■ **ФРАГМЕНТ СТРАНИЦЫ**

Война кончилась лишь в 1667 году. В том же году литовский Ваад выслал из страны беженцев, которые, лишившись имущества, залезли в долги и не смогли их выплатить за 15–19 лет пребывания в Литве.
Вот почему евреи возвращались в любой округ правобережной Украины как только он вновь попадал под власть поляков. Левобережная Украина отошла к Московскому государству, где евреям тогда вообще запрещалось проживать. Тем не менее, в конце XVII-го и в XVIII веках евреи не только приезжали торговать на левый берег Днепра, но и пытались остаться там на постоянное жительство. Время от времени происходили новые мятежи, сопровождавшиеся погромами, – восстание Семена Палия в 1702 году, затем Гайдамачина, продолжавшаяся с перерывами около 50 лет и завершившаяся резней в Умани в 1768 году.
Конечно, отношение к евреям на Украине, как и в других странах, со временем изменилось к лучшему. Но евреи возвращались в любую страну после самых страшных гонений не тогда, когда там полностью исчезала юдофобия (чего нигде не произошло до сих пор), а тогда, когда власти разрешали им вернуться, нередко и без разрешения. Все шло по циклу: «погром-бегство-возвращение-погром».
В результате разделов Польши в конце XVIII веках литовские, белорусские и украинские евреи стали русскими подданными. В 1844 году Николай I упразднил кагалы. С тех пор право евреев поселиться в том или ином городе зависело уже не от еврейской общины, а от полиции. Но сами евреи всегда считали свой закон о запрете поселения вполне целесообразным. Он утратил силу лишь из-за вмешательства государственной власти – в Западной Европе это произошло уже в XVIII веке. Однако и в последующие времена евреи вовсе не радовались, что в их городе или местечке селился чужой еврей-конкурент.
Многие евреи покидали родные места не только из-за погромов или изгнаний, но и вследствие издания ограничительных антиеврейских законов, повышения налогов с евреев за «терпимость», экономического банкротства, невозможности унаследовать родительскую «хазоку», которая переходила только к одному из сыновей, и по другим причинам. Если им не удавалось найти еврейскую общину, которая бы их приняла, или создать новую общину, где ее прежде не было, если обстоятельства не позволяли вернуться на родину, то оставался только один путь – крещение. Но над выкрестами часто тяготело подозрение в тайном соблюдении иудейских обычаев, что могло привести и в застенки инквизиции. В 1728 году двое братьев Райцес во Львове были осуждены на жестокую казнь и погибли как мученики за попытку возвращения крещеного еврея в иудейство. Страх и желание отомстить обидчикам заставляли многих выкрестов демонстрировать ненависть к своему народу, чтобы доказать «искренность» своего обращения.

Примеры разметки точек
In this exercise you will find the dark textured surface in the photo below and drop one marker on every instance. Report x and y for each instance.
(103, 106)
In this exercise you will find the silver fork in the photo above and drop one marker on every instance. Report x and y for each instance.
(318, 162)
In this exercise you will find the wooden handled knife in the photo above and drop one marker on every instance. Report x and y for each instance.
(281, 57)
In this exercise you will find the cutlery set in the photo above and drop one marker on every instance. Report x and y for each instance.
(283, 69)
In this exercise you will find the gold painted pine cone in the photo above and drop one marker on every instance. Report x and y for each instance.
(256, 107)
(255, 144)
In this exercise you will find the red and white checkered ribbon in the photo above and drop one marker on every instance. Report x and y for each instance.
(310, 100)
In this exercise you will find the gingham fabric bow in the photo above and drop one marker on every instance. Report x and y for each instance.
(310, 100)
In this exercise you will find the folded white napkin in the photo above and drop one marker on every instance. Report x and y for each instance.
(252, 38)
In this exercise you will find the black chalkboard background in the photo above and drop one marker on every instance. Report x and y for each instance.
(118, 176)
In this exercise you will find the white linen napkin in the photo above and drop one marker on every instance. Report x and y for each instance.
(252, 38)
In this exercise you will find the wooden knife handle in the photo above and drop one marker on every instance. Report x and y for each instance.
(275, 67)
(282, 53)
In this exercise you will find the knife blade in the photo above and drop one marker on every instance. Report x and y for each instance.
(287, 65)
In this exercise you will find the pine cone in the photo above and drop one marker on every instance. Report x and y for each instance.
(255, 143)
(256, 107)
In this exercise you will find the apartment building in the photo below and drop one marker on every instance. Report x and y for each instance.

■ **ЧТО СДЕЛАТЬ**
- A) Воспроизведите без изменений часть фрагмента между словами «Война кончилась лишь» и «в 1768 году.», включая их.
- B) В каком году, согласно фрагменту, Николай I упразднил кагалы?
Опирайтесь только на сам фрагмент.

■ **ОЖИДАЕМЫЕ ОТВЕТЫ**
- A)
Война кончилась лишь в 1667 году. В том же году литовский Ваад выслал из страны беженцев, которые, лишившись имущества, залезли в долги и не смогли их выплатить за 15–19 лет пребывания в Литве.
Вот почему евреи возвращались в любой округ правобережной Украины как только он вновь попадал под власть поляков. Левобережная Украина отошла к Московскому государству, где евреям тогда вообще запрещалось проживать. Тем не менее, в конце XVII-го и в XVIII веках евреи не только приезжали торговать на левый берег Днепра, но и пытались остаться там на постоянное жительство. Время от времени происходили новые мятежи, сопровождавшиеся погромами, – восстание Семена Палия в 1702 году, затем Гайдамачина, продолжавшаяся с перерывами около 50 лет и завершившаяся резней в Умани в 1768 году.

- B) В 1844 году.